Most security products are terrible. For years our industry has managed to get by because our products were mandated by someone or some regulation, and users were trained to accept that security and usability were necessary trade-offs. This was just the prevailing truth.
One of the reasons we always promote hacker-led companies is because hackers delight in challenging accepted truths. We think this applies as much to product design as it does to smashing the stack.1
In a few months, Thinkst will celebrate Canary’s ten-year anniversary. A decade of building the world’s best honeypot, and one of the world’s most loved security tools. Within the company, several people count themselves as current or ex-hackers. And, according to us, our kids, and our love page, Canary doesn’t suck.
In a recent Hacker News thread discussing one design choice we made, a commenter picked up that our devices use similar tunnelling techniques to nefarious software. Well spotted! In fact, there are a bunch of design and technology choices we’ve made on Canary, influenced heavily by our offensive security experience.
We wanted to explore the way hacking influenced our design of Canary. We took ideas from exploitation, C2 tunnelling, web attacks, and more.
CSRF-style device pairings
Early hardware Canaries needed a setup step to register the bird to its Console. Since we run a Console per customer, birds needed a way to discover their Console. A very common approach (even today) is to rely on a mobile app which connects to the hardware via Bluetooth, and configures the device. But that means you need to maintain a separate mobile app and, worse, customers have to install another app just to perform an initial setup. The mobile app route was out, we needed something else.

→ **Data provided**:
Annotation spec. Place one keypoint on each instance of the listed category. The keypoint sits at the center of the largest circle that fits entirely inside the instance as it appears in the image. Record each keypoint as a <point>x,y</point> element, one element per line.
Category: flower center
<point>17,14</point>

→ **Stated problem**:
Print everything in the Canary post above from "One of the reasons" down to "offensive security experience.", word for word.

→ **Result**:
One of the reasons we always promote hacker-led companies is because hackers delight in challenging accepted truths. We think this applies as much to product design as it does to smashing the stack.1
In a few months, Thinkst will celebrate Canary’s ten-year anniversary. A decade of building the world’s best honeypot, and one of the world’s most loved security tools. Within the company, several people count themselves as current or ex-hackers. And, according to us, our kids, and our love page, Canary doesn’t suck.
In a recent Hacker News thread discussing one design choice we made, a commenter picked up that our devices use similar tunnelling techniques to nefarious software. Well spotted! In fact, there are a bunch of design and technology choices we’ve made on Canary, influenced heavily by our offensive security experience.